#### SOURCE INFORMATION
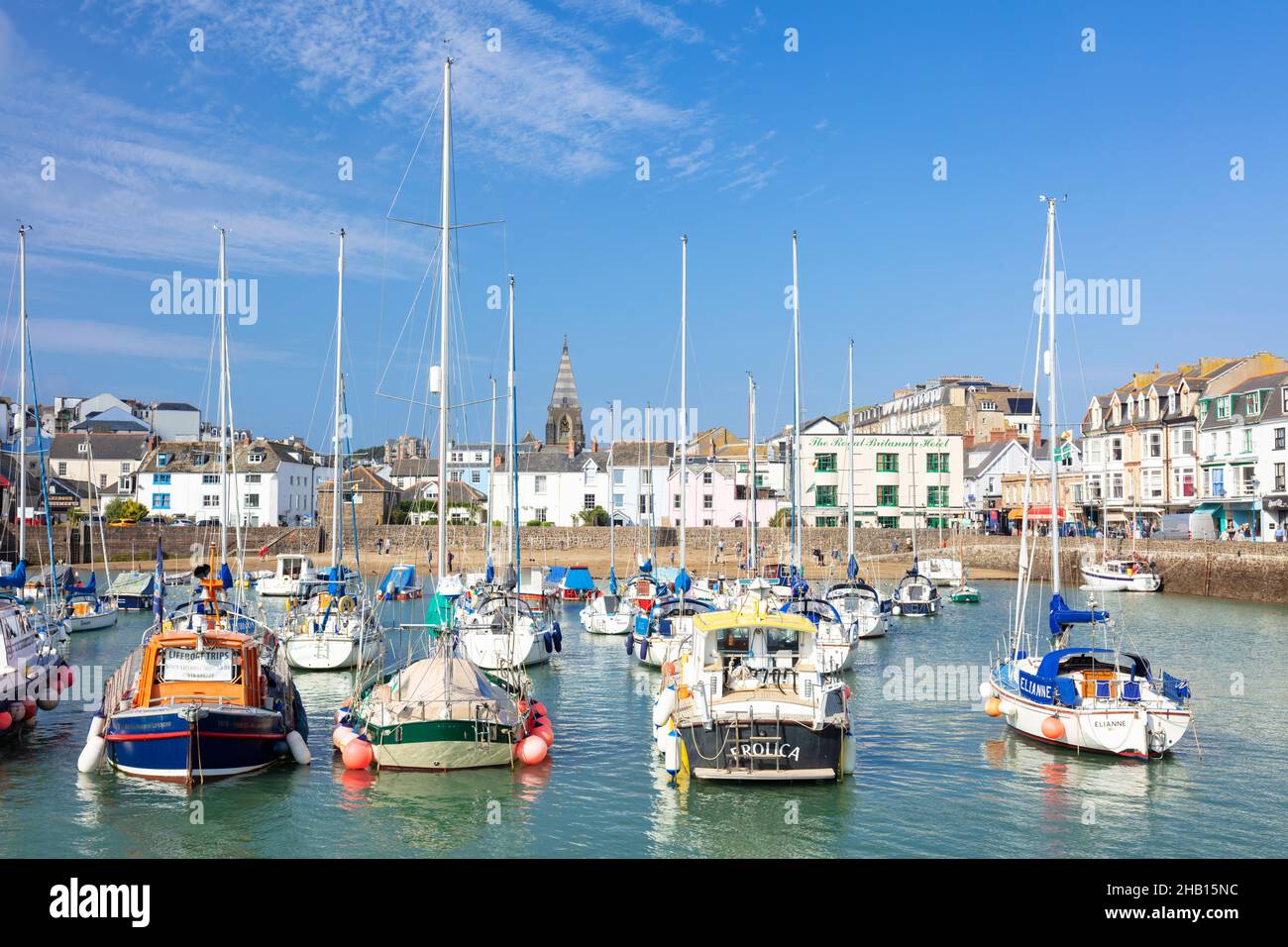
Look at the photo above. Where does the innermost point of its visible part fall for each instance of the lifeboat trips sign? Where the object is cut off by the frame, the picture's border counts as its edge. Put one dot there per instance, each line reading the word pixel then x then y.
pixel 1037 689
pixel 211 665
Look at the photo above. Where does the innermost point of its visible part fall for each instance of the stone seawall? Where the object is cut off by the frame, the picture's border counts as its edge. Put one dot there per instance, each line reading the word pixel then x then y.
pixel 1249 571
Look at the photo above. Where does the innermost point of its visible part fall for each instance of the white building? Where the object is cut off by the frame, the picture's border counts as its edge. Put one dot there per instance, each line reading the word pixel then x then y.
pixel 275 482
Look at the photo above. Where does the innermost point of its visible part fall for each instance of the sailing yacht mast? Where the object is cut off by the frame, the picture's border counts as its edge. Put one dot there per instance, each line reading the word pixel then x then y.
pixel 22 392
pixel 445 318
pixel 1048 290
pixel 752 564
pixel 338 492
pixel 797 412
pixel 684 405
pixel 849 515
pixel 223 398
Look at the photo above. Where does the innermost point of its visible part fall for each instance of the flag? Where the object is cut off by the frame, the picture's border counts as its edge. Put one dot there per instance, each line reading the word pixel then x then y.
pixel 159 585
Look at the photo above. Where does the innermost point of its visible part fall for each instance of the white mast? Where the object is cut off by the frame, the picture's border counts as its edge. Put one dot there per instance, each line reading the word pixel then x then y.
pixel 445 317
pixel 684 401
pixel 338 492
pixel 490 464
pixel 752 562
pixel 223 399
pixel 797 408
pixel 1048 291
pixel 22 392
pixel 849 515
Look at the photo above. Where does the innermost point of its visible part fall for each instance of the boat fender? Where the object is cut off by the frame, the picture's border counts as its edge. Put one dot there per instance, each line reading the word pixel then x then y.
pixel 664 706
pixel 297 748
pixel 94 745
pixel 671 753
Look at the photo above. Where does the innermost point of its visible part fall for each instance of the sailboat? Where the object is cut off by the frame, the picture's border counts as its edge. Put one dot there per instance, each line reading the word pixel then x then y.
pixel 1083 697
pixel 915 594
pixel 442 711
pixel 660 634
pixel 334 629
pixel 855 600
pixel 209 692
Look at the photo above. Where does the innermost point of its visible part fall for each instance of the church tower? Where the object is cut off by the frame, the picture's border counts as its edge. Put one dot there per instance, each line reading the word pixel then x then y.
pixel 563 416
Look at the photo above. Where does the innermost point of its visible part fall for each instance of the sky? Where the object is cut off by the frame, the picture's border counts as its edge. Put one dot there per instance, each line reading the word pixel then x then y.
pixel 907 144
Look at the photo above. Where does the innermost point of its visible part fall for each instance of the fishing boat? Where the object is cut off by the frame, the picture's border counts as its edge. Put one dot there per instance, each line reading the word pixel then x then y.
pixel 1086 696
pixel 295 578
pixel 132 591
pixel 748 701
pixel 198 699
pixel 33 660
pixel 399 583
pixel 1129 574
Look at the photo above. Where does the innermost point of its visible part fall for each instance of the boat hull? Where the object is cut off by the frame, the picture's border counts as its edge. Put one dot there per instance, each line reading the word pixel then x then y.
pixel 194 742
pixel 726 751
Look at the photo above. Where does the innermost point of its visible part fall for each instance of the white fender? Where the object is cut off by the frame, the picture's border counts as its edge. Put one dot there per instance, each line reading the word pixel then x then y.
pixel 664 705
pixel 297 748
pixel 671 753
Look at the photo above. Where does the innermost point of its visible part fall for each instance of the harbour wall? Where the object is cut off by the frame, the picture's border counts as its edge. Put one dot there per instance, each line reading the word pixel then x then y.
pixel 1250 571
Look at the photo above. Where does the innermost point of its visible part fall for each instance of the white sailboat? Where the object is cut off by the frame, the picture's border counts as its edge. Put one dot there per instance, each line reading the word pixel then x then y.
pixel 334 629
pixel 1085 697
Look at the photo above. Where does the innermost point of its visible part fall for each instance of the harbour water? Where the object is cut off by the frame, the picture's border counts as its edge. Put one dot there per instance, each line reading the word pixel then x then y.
pixel 935 776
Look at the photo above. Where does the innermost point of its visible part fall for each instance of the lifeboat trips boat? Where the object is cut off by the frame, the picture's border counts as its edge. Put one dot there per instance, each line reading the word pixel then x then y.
pixel 198 699
pixel 747 701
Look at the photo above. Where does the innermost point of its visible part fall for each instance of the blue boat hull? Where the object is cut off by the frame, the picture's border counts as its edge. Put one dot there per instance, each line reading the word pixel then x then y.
pixel 222 742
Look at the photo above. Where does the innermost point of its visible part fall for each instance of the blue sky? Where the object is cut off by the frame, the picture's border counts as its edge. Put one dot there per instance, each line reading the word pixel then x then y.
pixel 745 141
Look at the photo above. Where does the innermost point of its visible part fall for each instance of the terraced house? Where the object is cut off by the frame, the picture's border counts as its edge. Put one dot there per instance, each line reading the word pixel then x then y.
pixel 1140 441
pixel 1241 457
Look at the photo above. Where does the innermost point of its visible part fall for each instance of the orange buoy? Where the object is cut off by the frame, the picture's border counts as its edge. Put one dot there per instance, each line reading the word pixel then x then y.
pixel 1052 728
pixel 357 754
pixel 532 750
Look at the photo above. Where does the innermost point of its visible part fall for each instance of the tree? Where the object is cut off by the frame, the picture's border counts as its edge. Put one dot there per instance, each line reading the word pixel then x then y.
pixel 592 517
pixel 121 508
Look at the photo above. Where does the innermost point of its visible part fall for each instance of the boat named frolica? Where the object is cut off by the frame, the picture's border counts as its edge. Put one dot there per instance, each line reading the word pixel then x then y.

#### EXERCISE
Copy the line containing "of the terraced" and every line after it, through the last line of the records. Include nothing else.

#### ANSWER BOX
Look at the photo above. Where does the innermost point of its visible part fall for each instance of the terraced house? Where the object is cut off by the frame, the picture's border counts as its edge. Put one dot there per instance, each line reading the word pixel then x then y.
pixel 1140 441
pixel 1241 457
Look at the photo above. Where does the innermost point of its visible part fall for each instance of the orange buoy? Where the object is cut off by the frame, the picture's border counts as its edge. Put one dot there per instance, each line reading the word pixel then x then y.
pixel 1052 728
pixel 357 754
pixel 532 750
Look at the photo above. Where does the innermost point of its visible part fall for each instance of the tree? Where the object is cut off by the frame, the picture's border counts as its edge. Put one dot there per instance, each line reading the word pixel then x then y.
pixel 592 517
pixel 121 508
Look at the photo above. Where does the innermost point of its visible part fall for each instance of the boat named frolica? Where the object is cut off by the frame, the picture's border counts as its edge. Put one dot there per instance, each line reading the word pixel then x then y.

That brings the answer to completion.